Present every line of the records below as a numbered list, omitting any blank lines.

## begin Data for the task

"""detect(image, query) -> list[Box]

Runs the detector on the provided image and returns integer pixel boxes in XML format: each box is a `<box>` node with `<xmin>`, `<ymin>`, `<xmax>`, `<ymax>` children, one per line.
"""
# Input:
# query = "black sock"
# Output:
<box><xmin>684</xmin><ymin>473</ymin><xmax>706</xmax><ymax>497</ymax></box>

## end Data for the task

Written answer ▸
1. """detect(image, query) -> list[Box]
2. Runs the detector on the provided image and returns integer pixel boxes in XML format: each box is a `<box>` node with `<xmin>`, `<ymin>`, `<xmax>`, `<ymax>` children, one per line.
3. """
4. # Input:
5. # query = "black sock"
6. # Output:
7. <box><xmin>684</xmin><ymin>473</ymin><xmax>706</xmax><ymax>497</ymax></box>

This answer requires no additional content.